### Problem to work on
Pick out and copy every line in the items below that contains the word "cloud". Treat the match as case-sensitive.

### Input for this task

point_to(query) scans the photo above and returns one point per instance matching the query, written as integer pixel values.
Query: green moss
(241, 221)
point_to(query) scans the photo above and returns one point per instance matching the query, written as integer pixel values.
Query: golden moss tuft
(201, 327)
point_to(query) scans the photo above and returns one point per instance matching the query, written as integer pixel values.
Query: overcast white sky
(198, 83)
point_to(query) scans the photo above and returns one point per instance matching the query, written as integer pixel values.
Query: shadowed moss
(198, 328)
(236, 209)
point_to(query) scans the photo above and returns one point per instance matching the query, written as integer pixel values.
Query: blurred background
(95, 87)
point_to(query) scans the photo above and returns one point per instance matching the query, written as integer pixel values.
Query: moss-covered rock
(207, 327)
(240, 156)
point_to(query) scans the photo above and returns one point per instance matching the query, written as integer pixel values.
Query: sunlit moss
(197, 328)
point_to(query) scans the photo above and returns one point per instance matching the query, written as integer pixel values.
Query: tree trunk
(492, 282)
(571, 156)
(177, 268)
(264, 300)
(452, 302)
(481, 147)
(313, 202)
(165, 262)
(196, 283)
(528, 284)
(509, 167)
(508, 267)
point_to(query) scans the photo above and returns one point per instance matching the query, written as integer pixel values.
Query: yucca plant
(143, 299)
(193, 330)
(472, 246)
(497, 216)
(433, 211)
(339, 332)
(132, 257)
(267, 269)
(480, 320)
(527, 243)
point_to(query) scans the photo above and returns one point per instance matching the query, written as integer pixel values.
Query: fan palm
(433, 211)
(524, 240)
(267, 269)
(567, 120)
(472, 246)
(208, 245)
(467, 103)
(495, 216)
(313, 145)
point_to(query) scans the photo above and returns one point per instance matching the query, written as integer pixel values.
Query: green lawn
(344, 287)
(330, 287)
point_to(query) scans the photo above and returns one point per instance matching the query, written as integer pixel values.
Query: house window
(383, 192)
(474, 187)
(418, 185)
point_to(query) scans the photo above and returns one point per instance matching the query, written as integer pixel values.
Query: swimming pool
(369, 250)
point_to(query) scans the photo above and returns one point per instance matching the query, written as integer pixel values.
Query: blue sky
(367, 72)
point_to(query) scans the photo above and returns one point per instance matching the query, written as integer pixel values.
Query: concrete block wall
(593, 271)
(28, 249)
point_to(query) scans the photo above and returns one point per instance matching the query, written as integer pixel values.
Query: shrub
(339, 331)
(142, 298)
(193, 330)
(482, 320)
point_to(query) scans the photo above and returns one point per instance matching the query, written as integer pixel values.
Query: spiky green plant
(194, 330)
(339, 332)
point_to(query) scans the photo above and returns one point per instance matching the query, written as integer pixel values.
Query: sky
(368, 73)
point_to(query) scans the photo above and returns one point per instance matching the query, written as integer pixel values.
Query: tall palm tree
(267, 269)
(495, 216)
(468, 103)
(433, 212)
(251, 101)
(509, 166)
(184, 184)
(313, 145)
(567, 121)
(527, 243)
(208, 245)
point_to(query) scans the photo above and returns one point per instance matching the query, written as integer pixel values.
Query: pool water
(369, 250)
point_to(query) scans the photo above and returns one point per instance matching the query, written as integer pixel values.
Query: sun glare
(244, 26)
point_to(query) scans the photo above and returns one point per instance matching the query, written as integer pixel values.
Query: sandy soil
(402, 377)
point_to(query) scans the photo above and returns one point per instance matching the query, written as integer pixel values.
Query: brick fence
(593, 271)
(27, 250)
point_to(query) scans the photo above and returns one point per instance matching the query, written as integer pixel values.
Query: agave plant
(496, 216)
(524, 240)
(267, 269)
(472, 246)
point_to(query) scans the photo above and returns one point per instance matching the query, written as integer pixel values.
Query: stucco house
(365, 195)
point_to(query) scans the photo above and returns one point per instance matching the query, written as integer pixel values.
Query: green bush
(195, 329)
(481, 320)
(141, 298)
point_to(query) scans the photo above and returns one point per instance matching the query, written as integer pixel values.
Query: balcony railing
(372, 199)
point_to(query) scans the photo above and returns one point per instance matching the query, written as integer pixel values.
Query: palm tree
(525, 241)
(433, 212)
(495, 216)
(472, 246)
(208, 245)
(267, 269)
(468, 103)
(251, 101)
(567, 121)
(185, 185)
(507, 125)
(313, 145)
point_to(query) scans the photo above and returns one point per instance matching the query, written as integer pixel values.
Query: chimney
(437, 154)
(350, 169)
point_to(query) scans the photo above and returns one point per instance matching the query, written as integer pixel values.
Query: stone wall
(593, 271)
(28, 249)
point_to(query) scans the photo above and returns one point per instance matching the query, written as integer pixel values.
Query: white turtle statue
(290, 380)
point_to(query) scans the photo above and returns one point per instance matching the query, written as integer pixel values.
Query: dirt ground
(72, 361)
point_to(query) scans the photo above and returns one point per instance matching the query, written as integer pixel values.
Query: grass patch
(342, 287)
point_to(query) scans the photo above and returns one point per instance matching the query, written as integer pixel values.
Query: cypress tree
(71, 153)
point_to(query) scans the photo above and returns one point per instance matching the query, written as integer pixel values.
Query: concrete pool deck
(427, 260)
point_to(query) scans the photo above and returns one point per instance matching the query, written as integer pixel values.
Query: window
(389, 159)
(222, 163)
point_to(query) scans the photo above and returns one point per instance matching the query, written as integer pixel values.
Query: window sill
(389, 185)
==
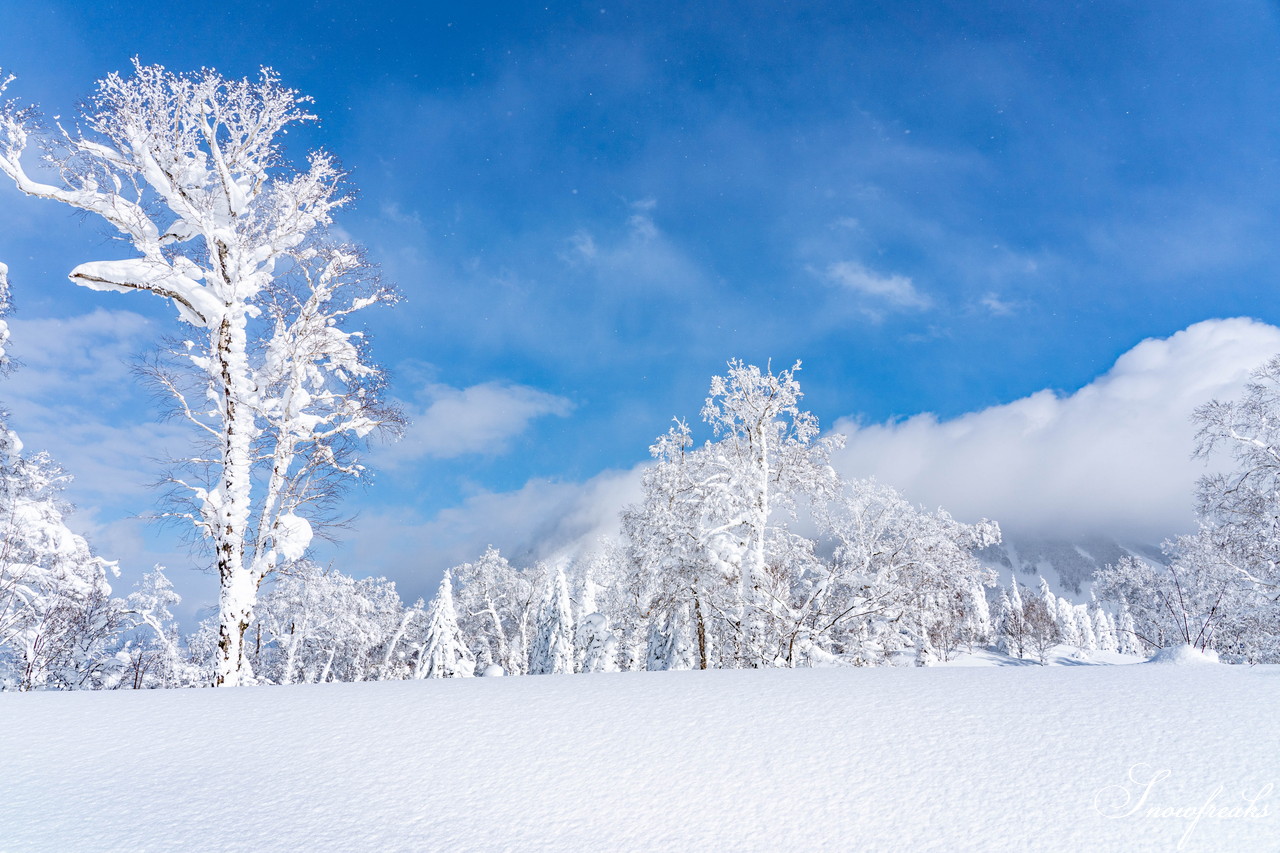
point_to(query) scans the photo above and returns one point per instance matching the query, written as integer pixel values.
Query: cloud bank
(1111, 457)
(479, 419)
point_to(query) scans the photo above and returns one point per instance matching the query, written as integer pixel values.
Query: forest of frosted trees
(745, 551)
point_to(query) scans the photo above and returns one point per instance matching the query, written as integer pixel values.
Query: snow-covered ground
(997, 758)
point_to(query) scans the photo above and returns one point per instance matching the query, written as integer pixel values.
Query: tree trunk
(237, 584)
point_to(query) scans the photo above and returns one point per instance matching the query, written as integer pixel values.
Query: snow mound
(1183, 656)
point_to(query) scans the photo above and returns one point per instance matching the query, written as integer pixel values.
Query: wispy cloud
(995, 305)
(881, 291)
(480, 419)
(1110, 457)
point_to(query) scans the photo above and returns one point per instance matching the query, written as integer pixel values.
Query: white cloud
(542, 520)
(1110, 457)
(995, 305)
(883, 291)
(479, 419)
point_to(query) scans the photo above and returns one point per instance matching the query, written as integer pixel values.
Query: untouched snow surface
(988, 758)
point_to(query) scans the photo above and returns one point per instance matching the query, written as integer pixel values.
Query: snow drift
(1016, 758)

### Result of the task
Query: cloud bank
Query: wispy cloud
Query: white cloud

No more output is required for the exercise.